WHAT IS EXPECTED: Your output must match the records below character for character.

RECORDS PROVIDED:

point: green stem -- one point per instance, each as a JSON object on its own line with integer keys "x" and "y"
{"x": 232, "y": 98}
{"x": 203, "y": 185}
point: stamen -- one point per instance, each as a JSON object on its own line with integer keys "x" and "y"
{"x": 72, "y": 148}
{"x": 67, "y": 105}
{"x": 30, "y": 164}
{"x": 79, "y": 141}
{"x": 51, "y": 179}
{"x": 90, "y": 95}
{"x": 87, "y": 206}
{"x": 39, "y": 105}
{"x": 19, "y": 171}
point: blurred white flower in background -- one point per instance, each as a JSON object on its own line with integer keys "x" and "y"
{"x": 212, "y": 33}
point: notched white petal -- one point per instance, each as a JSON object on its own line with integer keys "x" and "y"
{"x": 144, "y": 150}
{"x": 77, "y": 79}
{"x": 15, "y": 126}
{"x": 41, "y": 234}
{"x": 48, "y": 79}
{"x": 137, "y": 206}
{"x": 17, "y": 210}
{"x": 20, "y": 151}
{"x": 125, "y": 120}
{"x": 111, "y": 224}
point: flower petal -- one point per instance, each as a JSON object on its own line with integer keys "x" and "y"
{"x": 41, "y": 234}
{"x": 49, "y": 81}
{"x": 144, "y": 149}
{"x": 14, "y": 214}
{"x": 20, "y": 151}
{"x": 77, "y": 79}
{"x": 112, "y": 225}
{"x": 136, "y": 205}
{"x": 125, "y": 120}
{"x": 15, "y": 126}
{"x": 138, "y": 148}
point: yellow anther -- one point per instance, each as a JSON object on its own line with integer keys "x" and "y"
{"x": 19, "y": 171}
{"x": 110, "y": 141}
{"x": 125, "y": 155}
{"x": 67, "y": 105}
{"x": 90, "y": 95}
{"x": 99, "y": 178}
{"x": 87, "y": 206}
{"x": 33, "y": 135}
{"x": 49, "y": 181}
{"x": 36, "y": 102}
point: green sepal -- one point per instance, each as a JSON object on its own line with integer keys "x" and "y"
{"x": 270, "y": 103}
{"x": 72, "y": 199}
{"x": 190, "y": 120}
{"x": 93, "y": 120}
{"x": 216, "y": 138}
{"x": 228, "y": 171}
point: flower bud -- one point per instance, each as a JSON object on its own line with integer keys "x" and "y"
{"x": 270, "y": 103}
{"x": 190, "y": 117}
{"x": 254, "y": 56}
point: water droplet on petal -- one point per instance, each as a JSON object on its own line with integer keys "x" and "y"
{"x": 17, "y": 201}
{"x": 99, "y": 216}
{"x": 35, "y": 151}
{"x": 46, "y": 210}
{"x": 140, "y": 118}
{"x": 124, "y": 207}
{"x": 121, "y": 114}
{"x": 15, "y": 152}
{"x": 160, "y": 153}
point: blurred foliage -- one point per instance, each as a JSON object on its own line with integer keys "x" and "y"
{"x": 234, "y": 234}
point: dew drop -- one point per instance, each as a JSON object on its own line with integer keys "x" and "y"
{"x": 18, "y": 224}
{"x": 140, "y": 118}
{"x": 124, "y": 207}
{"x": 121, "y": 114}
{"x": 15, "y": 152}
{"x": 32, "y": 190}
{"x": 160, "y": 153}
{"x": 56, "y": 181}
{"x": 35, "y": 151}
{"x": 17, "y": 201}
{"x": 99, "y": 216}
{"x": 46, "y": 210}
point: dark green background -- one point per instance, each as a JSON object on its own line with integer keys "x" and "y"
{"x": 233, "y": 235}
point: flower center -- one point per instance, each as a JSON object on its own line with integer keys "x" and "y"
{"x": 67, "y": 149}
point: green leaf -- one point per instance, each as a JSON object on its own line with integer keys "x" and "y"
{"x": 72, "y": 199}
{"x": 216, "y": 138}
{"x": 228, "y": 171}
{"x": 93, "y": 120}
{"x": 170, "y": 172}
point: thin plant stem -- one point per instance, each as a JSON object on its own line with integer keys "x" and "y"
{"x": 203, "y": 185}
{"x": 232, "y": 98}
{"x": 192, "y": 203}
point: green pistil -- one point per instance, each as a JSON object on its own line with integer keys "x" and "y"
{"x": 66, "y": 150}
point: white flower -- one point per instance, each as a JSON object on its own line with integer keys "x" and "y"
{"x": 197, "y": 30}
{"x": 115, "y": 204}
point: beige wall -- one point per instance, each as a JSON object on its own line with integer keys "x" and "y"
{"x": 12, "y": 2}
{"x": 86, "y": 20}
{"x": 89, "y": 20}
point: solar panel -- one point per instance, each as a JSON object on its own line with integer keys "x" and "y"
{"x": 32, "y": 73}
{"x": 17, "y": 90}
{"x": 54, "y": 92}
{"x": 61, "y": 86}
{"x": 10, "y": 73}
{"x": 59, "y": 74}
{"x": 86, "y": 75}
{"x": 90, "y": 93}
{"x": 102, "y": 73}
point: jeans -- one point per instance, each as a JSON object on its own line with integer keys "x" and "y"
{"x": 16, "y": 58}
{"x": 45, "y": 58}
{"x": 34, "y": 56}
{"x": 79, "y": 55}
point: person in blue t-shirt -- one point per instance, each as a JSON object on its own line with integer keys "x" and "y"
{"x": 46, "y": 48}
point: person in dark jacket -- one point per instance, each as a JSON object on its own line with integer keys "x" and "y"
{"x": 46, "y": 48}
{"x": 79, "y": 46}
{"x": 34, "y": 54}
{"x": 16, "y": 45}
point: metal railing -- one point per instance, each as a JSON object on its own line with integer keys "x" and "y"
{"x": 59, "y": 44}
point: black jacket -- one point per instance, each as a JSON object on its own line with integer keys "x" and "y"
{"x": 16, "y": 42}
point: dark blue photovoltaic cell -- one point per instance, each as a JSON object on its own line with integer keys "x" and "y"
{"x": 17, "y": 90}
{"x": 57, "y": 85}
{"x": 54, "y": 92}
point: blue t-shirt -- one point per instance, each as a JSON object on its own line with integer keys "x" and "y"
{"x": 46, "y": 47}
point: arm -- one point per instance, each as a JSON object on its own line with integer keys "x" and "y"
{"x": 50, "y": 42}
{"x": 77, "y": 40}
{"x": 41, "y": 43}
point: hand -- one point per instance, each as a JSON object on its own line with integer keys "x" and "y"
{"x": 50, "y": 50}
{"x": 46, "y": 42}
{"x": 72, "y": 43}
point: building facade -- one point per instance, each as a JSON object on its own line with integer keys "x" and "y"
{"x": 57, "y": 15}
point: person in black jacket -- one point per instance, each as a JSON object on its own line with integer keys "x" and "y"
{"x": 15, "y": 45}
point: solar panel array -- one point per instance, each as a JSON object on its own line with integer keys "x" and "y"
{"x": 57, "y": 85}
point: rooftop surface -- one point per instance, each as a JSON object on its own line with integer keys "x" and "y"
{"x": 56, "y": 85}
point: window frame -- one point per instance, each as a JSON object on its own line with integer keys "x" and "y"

TASK ANSWER:
point: green stem -- one point per instance, each as a JSON object on its own line with integer keys "x" and "y"
{"x": 232, "y": 98}
{"x": 203, "y": 185}
point: stamen -- one point per instance, each as a JSON object on its own line with integer keys "x" and "y"
{"x": 72, "y": 148}
{"x": 67, "y": 105}
{"x": 30, "y": 164}
{"x": 79, "y": 141}
{"x": 51, "y": 179}
{"x": 90, "y": 95}
{"x": 87, "y": 206}
{"x": 39, "y": 105}
{"x": 19, "y": 171}
point: blurred white flower in background -- one point per instance, each as a JSON object on its own line with integer keys "x" and "y"
{"x": 212, "y": 33}
point: notched white petal -- one point per instance, each as a JSON object on its own line with integer keys "x" and "y"
{"x": 144, "y": 150}
{"x": 77, "y": 79}
{"x": 15, "y": 126}
{"x": 41, "y": 234}
{"x": 48, "y": 79}
{"x": 137, "y": 206}
{"x": 17, "y": 210}
{"x": 20, "y": 151}
{"x": 125, "y": 120}
{"x": 111, "y": 224}
point: flower petal -- one point per instance, each as a JSON object on its own line with integer keys "x" and "y"
{"x": 41, "y": 234}
{"x": 49, "y": 81}
{"x": 144, "y": 149}
{"x": 14, "y": 214}
{"x": 20, "y": 151}
{"x": 77, "y": 79}
{"x": 112, "y": 225}
{"x": 136, "y": 205}
{"x": 125, "y": 120}
{"x": 15, "y": 126}
{"x": 138, "y": 148}
point: yellow anther -- one point per instance, each as a JSON object on its own line with integer keys "x" and "y"
{"x": 19, "y": 171}
{"x": 110, "y": 141}
{"x": 125, "y": 155}
{"x": 67, "y": 105}
{"x": 90, "y": 95}
{"x": 99, "y": 178}
{"x": 87, "y": 206}
{"x": 33, "y": 135}
{"x": 49, "y": 181}
{"x": 36, "y": 102}
point: green sepal -- one point per instance, each as a JSON object on its own line with integer keys "x" and "y"
{"x": 270, "y": 103}
{"x": 72, "y": 199}
{"x": 190, "y": 120}
{"x": 93, "y": 120}
{"x": 216, "y": 138}
{"x": 228, "y": 171}
point: flower bud -- one point per instance, each as a JSON object on its own line with integer keys "x" and "y"
{"x": 270, "y": 103}
{"x": 190, "y": 117}
{"x": 254, "y": 56}
point: water droplet on petal -- one point per instance, each as a JSON object on its own line with integer keys "x" and "y"
{"x": 17, "y": 201}
{"x": 99, "y": 216}
{"x": 35, "y": 151}
{"x": 46, "y": 210}
{"x": 140, "y": 118}
{"x": 124, "y": 207}
{"x": 121, "y": 114}
{"x": 15, "y": 152}
{"x": 160, "y": 153}
point: blurred foliage -- one point per instance, each as a JSON object on its own line with integer keys "x" and "y"
{"x": 234, "y": 234}
point: dew drop -- one point per instance, each as a JSON object on its own line with integer keys "x" and "y"
{"x": 18, "y": 224}
{"x": 140, "y": 118}
{"x": 124, "y": 207}
{"x": 121, "y": 114}
{"x": 15, "y": 152}
{"x": 32, "y": 190}
{"x": 160, "y": 153}
{"x": 56, "y": 181}
{"x": 35, "y": 151}
{"x": 17, "y": 201}
{"x": 99, "y": 216}
{"x": 46, "y": 210}
point: dark green background -- one point per instance, each as a JSON object on its own line with integer keys "x" and "y"
{"x": 233, "y": 235}
point: flower center -- one point per instance, each as a JSON object on its own line with integer keys "x" and "y"
{"x": 67, "y": 149}
point: green leaf -- one point per instance, each as a JSON object on its own line with integer keys "x" and "y"
{"x": 72, "y": 199}
{"x": 216, "y": 138}
{"x": 228, "y": 171}
{"x": 93, "y": 120}
{"x": 170, "y": 172}
point: thin plant stem -- one point per instance, each as a JSON object on its own line with integer keys "x" and "y"
{"x": 203, "y": 185}
{"x": 232, "y": 98}
{"x": 192, "y": 203}
point: green pistil -- one point per instance, each as a JSON object on its own line with integer keys "x" and "y"
{"x": 66, "y": 150}
point: white flower -- one point per instance, each as a JSON object on its own line with integer keys "x" and "y"
{"x": 197, "y": 30}
{"x": 115, "y": 204}
point: beige wall -- one point per instance, each as a JSON object on its own line with integer keys "x" and "y"
{"x": 12, "y": 2}
{"x": 86, "y": 20}
{"x": 89, "y": 20}
point: solar panel -- one point per instance, each as a JSON object on its own line with integer keys "x" and "y"
{"x": 32, "y": 73}
{"x": 17, "y": 90}
{"x": 54, "y": 92}
{"x": 61, "y": 86}
{"x": 10, "y": 73}
{"x": 59, "y": 74}
{"x": 86, "y": 75}
{"x": 90, "y": 93}
{"x": 102, "y": 73}
point: jeans -- one point per instance, each as a JSON object on its own line with integer keys "x" and "y"
{"x": 16, "y": 58}
{"x": 45, "y": 58}
{"x": 34, "y": 56}
{"x": 79, "y": 55}
point: person in blue t-shirt -- one point per instance, each as a JSON object on its own line with integer keys "x" and "y"
{"x": 46, "y": 48}
point: person in dark jacket -- one point per instance, each as a JSON object on its own line with integer keys "x" and "y"
{"x": 46, "y": 48}
{"x": 79, "y": 46}
{"x": 34, "y": 54}
{"x": 16, "y": 45}
point: metal railing -- one point per instance, each as a JSON object on its own line with integer keys "x" and "y"
{"x": 59, "y": 44}
point: black jacket -- one point per instance, each as a JSON object on its own line with integer keys "x" and "y"
{"x": 16, "y": 42}
point: dark blue photovoltaic cell -- one point per instance, each as a JSON object on its own line with integer keys "x" and "y"
{"x": 17, "y": 90}
{"x": 57, "y": 85}
{"x": 54, "y": 92}
point: blue t-shirt -- one point per instance, each as a JSON object on its own line with integer keys "x" and "y"
{"x": 46, "y": 47}
point: arm -- one point per instance, each as a JSON object on its own line with integer keys "x" and "y"
{"x": 50, "y": 42}
{"x": 77, "y": 40}
{"x": 41, "y": 43}
point: hand -- one point per instance, each as a JSON object on its own line with integer keys "x" and "y"
{"x": 50, "y": 50}
{"x": 46, "y": 42}
{"x": 72, "y": 43}
point: building facade -- one point per instance, each as a JSON object on its own line with integer keys "x" and "y"
{"x": 57, "y": 15}
point: person in black jacket -- one point per instance, each as a JSON object on its own line with integer keys "x" and "y"
{"x": 15, "y": 45}
point: solar panel array -- one point per instance, each as a JSON object on its own line with integer keys "x" and "y"
{"x": 57, "y": 85}
point: rooftop surface -- one point per instance, each as a JSON object on its own line with integer keys "x" and "y"
{"x": 56, "y": 85}
point: window frame -- one point per instance, each as a JSON object on its own line with integer keys "x" and "y"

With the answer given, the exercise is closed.